* **Provided passage**:
--- start ---

24. The second important question for consideration is as regards the court-fee payable for the relief claimed in regard to the two mortgage transactions. The total mortgage amount undoubtedly comes to Rs. 1,45,000/. The learned trial Judge is of the view that for this relief claimed in para 13(a) of the plaint, the plaintiff has to pay the court-fee of Rs. 1,855/- as per Section 18 read with Art. 5 of the Schedule 1 of the Act.
25. Mr. Vidyarthi, learned Assistant Government pleader, appearing for the State, has vehemently urged before me that this Art. 5, being a Special Article applicable, it would govern the payment of court-fee in regard to this relief. That Article deals with plaint in a suit, application or petition (including memorandum of appeal), to set aside alienation to which the plaintiff, applicant to which the plaintiff, applicant or appellant, as the case may be, was a party either directly or through a legal guardian other than de facto or ad hoc guardian, manager or partner or Court. In case of such a plaint, proper court-fee payable as per column (3) of Schedule I, Art 5, is a fee to the extent of the value of alienation to be set aside according to the scale prescribed under Art. 1. Admittedly, the plaintiff is not a party to these two mortgage documents. Mr. Vidyarthi urged that in spite of it, this Article would govern the case as the alienation is made by the father who would be, according to the provisions of the Hindu Law, the Karta (Manager) of the Undivided Hindu Family.

--- end ---

(Position annotation records)
--- start ---

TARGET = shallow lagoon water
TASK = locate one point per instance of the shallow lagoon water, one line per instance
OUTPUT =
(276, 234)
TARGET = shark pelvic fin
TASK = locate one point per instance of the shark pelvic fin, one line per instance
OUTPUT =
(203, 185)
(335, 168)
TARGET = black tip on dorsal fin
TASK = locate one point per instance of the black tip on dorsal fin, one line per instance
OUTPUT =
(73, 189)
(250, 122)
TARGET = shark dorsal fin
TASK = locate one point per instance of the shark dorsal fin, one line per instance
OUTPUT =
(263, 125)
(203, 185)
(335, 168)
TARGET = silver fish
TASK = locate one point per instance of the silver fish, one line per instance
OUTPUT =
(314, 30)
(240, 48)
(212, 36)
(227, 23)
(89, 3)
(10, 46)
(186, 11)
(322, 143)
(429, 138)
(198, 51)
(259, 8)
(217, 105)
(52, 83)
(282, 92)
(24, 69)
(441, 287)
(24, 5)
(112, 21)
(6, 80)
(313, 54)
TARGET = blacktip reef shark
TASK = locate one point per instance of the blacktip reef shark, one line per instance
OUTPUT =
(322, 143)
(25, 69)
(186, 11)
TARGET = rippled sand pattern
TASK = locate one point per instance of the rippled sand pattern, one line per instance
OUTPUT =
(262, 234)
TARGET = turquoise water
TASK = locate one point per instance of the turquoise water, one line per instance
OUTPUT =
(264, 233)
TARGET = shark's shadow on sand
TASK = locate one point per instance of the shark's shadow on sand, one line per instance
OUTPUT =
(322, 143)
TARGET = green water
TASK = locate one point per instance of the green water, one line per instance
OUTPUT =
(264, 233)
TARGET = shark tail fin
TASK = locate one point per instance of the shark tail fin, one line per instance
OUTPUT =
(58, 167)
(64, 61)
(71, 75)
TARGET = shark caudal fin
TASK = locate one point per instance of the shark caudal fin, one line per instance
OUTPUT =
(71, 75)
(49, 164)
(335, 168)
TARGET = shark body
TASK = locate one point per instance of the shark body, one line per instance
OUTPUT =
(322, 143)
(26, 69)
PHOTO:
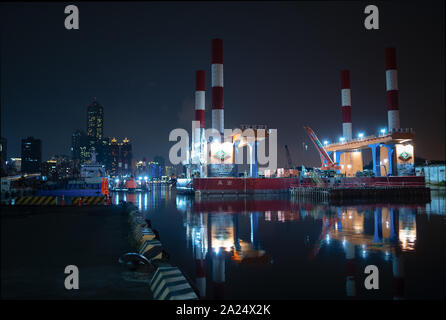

--- end ---

* **Task list**:
**1.** Summarize the excerpt on court-fees in two sentences.
**2.** According to the excerpt on court-fees, what is the total mortgage amount?
**3.** Carry the excerpt on court-fees forward from its last sentence, keeping the style of a court judgment.

* **Task-by-task outputs**:
**1.** The trial Judge held that for the relief concerning the two mortgage transactions, totaling Rs. 1,45,000, the plaintiff must pay a court-fee of Rs. 1,855 under Section 18 read with Art. 5 of Schedule 1 of the Act. Appearing for the State, Mr. Vidyarthi argued that Art. 5, as a special article on setting aside alienations, governs this relief even though the plaintiff is not a party to the mortgages, because under Hindu Law the father who made the alienation would be the Karta of the Undivided Hindu Family.

**2.** Rs. 1,45,000.

**3.**
26. Mr. Y. S. Mankad, appearing for the plaintiff, urged that the amount of court-fees payable in regard to this relief should be computed on the basis of Section 6. Clause (j) of the Act. It reads;
'(j) In suits where declaration is sought, with or without injunction or other consequential relief and the subject-matter in dispute is not susceptible of monetary evaluation and which are not otherwise provided for by this Act - thirty rupees.'
He urged that the present case would fall within that clause as such declarations are not otherwise provided for, by this Act. In support of his argument, he invited my attention to several decisions to which I will make reference at an appropriate stage.
27. Prior to that, I would like to refer to the relevant averments made in the plaint. It is significant to note that the plaintiff being a son and the alienation having been made by a Hindu father, the share of the son in a joint undivided Hindu family will be liable for these debts, even if those transactions were not entered into, for the legal necessity. A son can challenge them only if he is able to show that those debts are tainted with illegality and immorality.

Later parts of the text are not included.